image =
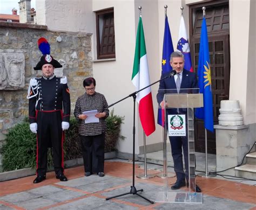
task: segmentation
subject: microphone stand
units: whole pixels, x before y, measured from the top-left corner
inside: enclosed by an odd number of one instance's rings
[[[136,189],[136,187],[135,187],[135,185],[134,185],[134,178],[135,178],[135,161],[134,161],[134,159],[135,159],[135,102],[136,102],[136,94],[140,92],[140,91],[143,90],[144,89],[145,89],[146,88],[147,88],[149,87],[151,87],[151,86],[152,86],[153,85],[156,84],[156,83],[158,83],[158,82],[160,82],[160,81],[162,81],[162,80],[163,80],[165,79],[167,79],[168,78],[173,76],[176,74],[176,71],[173,71],[167,76],[165,76],[165,77],[164,77],[162,79],[160,79],[160,80],[157,81],[156,82],[154,82],[148,85],[147,86],[146,86],[146,87],[144,87],[143,88],[140,89],[140,90],[137,90],[135,92],[133,92],[133,93],[131,93],[131,94],[127,95],[126,97],[125,97],[123,99],[117,101],[116,102],[114,102],[114,103],[112,103],[112,104],[109,106],[108,108],[114,106],[114,104],[116,104],[124,100],[125,99],[127,99],[129,97],[132,96],[132,97],[133,98],[133,132],[132,132],[132,137],[133,137],[132,186],[131,186],[131,190],[129,192],[127,192],[127,193],[123,193],[123,194],[120,194],[115,195],[115,196],[112,196],[111,197],[106,198],[106,200],[111,199],[112,198],[119,197],[120,196],[126,195],[127,195],[127,194],[134,194],[134,195],[136,194],[136,195],[137,195],[139,196],[140,197],[144,199],[145,200],[146,200],[147,201],[151,202],[151,204],[154,203],[154,201],[152,201],[152,200],[150,200],[148,199],[147,198],[143,197],[143,195],[142,195],[139,194],[138,194],[138,192],[143,192],[143,189],[137,190]]]

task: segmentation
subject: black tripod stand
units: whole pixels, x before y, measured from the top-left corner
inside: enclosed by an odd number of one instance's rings
[[[152,200],[150,200],[148,199],[147,198],[142,196],[142,195],[140,195],[139,194],[138,194],[138,192],[143,192],[143,189],[137,190],[136,189],[136,187],[135,187],[135,186],[134,186],[134,178],[135,178],[135,160],[134,160],[134,159],[135,159],[135,102],[136,102],[136,94],[138,93],[139,93],[139,92],[144,90],[144,89],[147,88],[149,87],[150,87],[152,85],[154,85],[156,83],[159,82],[159,81],[164,80],[165,79],[166,79],[166,78],[171,77],[171,76],[173,76],[173,75],[174,75],[176,74],[176,71],[173,71],[171,72],[171,73],[168,76],[166,76],[165,78],[162,78],[162,79],[160,79],[159,80],[158,80],[156,82],[155,82],[154,83],[152,83],[152,84],[151,84],[151,85],[150,85],[147,86],[146,86],[146,87],[145,87],[144,88],[143,88],[142,89],[140,89],[139,90],[137,90],[137,91],[136,91],[134,93],[132,93],[132,94],[130,94],[127,96],[126,96],[126,97],[119,100],[118,101],[117,101],[116,102],[115,102],[114,103],[112,103],[112,104],[110,104],[110,106],[109,106],[109,107],[112,107],[112,106],[116,104],[116,103],[119,103],[120,101],[122,101],[124,100],[125,99],[127,99],[127,97],[131,97],[131,96],[132,96],[132,97],[133,98],[133,132],[132,132],[132,136],[133,136],[132,186],[131,186],[131,190],[130,191],[130,192],[125,193],[123,193],[123,194],[119,194],[119,195],[117,195],[112,196],[112,197],[107,198],[106,198],[106,200],[111,199],[112,198],[119,197],[120,196],[126,195],[127,195],[127,194],[132,194],[133,195],[137,195],[139,196],[140,197],[144,199],[145,200],[147,200],[149,202],[150,202],[151,204],[154,203],[154,201],[152,201]]]

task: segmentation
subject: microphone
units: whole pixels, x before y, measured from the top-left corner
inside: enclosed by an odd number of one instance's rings
[[[171,72],[171,73],[169,74],[169,78],[171,78],[172,76],[173,76],[175,74],[176,74],[177,72],[175,70],[173,70]]]

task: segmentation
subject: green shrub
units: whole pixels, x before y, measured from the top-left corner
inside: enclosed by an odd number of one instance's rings
[[[106,118],[105,152],[115,150],[116,143],[119,137],[124,139],[119,134],[123,120],[124,117],[114,115],[113,109]],[[65,160],[82,157],[78,122],[73,117],[70,119],[69,129],[65,132],[63,149]],[[48,155],[48,167],[53,165],[51,153],[52,151],[49,148]],[[9,130],[5,143],[3,146],[2,155],[4,171],[36,167],[36,135],[30,131],[28,118],[24,120],[24,122],[17,124]]]
[[[121,124],[124,120],[124,117],[114,115],[113,109],[108,117],[106,119],[107,130],[105,137],[105,152],[109,152],[114,150],[116,143],[120,138],[124,139],[125,137],[120,135]]]
[[[24,122],[10,129],[2,148],[4,171],[35,167],[36,135],[30,131],[29,123]]]

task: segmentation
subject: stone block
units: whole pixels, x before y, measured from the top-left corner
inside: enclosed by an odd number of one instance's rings
[[[12,117],[11,111],[3,111],[0,113],[0,118],[11,118]]]
[[[216,146],[228,146],[236,132],[231,130],[216,130]]]
[[[78,52],[78,59],[79,61],[82,61],[85,59],[84,51],[83,51]]]
[[[83,68],[84,66],[83,65],[83,62],[78,62],[78,67],[79,68]]]
[[[83,72],[77,72],[76,74],[76,76],[84,76],[87,74],[86,72],[83,71]]]
[[[86,68],[91,68],[92,67],[92,63],[90,60],[85,60],[84,62],[84,65]]]
[[[25,57],[23,53],[0,54],[0,89],[15,90],[24,87]]]
[[[217,152],[218,151],[218,152]],[[216,153],[218,155],[236,156],[237,150],[234,148],[228,148],[223,146],[216,146]]]
[[[220,167],[227,169],[231,167],[236,166],[238,163],[238,163],[236,156],[228,156],[226,155],[216,155],[217,169]]]

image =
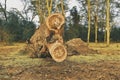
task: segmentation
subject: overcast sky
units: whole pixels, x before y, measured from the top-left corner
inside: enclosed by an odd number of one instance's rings
[[[4,4],[4,0],[0,0],[0,3]],[[70,0],[69,4],[69,8],[78,5],[76,0]],[[21,0],[7,0],[7,10],[10,10],[11,8],[17,8],[18,10],[22,10],[23,5]]]

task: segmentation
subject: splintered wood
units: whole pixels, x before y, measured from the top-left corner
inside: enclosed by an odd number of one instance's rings
[[[48,16],[30,39],[31,56],[40,57],[42,54],[50,54],[56,62],[66,59],[67,50],[63,44],[64,22],[64,17],[59,13]]]

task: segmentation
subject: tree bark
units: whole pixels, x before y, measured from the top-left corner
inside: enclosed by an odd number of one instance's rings
[[[88,2],[88,35],[87,35],[87,44],[89,45],[89,41],[90,41],[90,23],[91,23],[91,19],[90,19],[90,0],[87,0]]]
[[[30,39],[30,50],[33,55],[49,53],[56,62],[66,59],[67,51],[63,44],[64,16],[59,13],[48,16]]]
[[[110,1],[106,0],[106,30],[107,30],[107,46],[110,44]]]

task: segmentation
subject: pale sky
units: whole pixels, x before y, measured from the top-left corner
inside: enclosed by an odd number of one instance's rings
[[[0,0],[0,3],[2,3],[2,5],[4,5],[4,0]],[[71,9],[73,6],[77,6],[78,8],[78,3],[76,0],[70,0],[70,2],[68,3],[68,7]],[[7,11],[11,10],[12,8],[17,8],[19,11],[23,10],[23,4],[21,2],[21,0],[7,0]],[[66,15],[69,15],[70,13],[67,13]],[[38,23],[38,16],[35,17],[34,22],[39,25]]]
[[[0,3],[4,4],[4,0],[0,0]],[[11,8],[17,8],[21,11],[23,5],[20,0],[7,0],[7,10],[10,10]]]
[[[4,4],[4,0],[0,0],[0,3]],[[69,4],[70,9],[73,6],[77,6],[78,9],[78,3],[76,0],[70,0]],[[21,11],[23,9],[21,0],[7,0],[7,10],[10,10],[11,8],[17,8],[18,10]]]

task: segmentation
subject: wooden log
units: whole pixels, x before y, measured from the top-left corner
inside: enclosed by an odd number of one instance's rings
[[[49,44],[48,49],[53,60],[56,62],[62,62],[67,57],[67,50],[65,46],[60,42]]]
[[[32,53],[41,55],[49,52],[56,62],[65,60],[67,51],[63,45],[64,22],[62,14],[50,15],[30,39]]]

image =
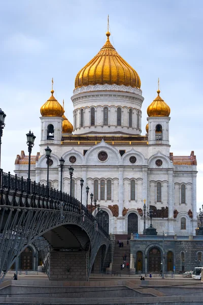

### [OBJECTIVE]
How many lines in the entries above contain the string "subject"? Reply with the number alone.

### [WRITTEN RESPONSE]
10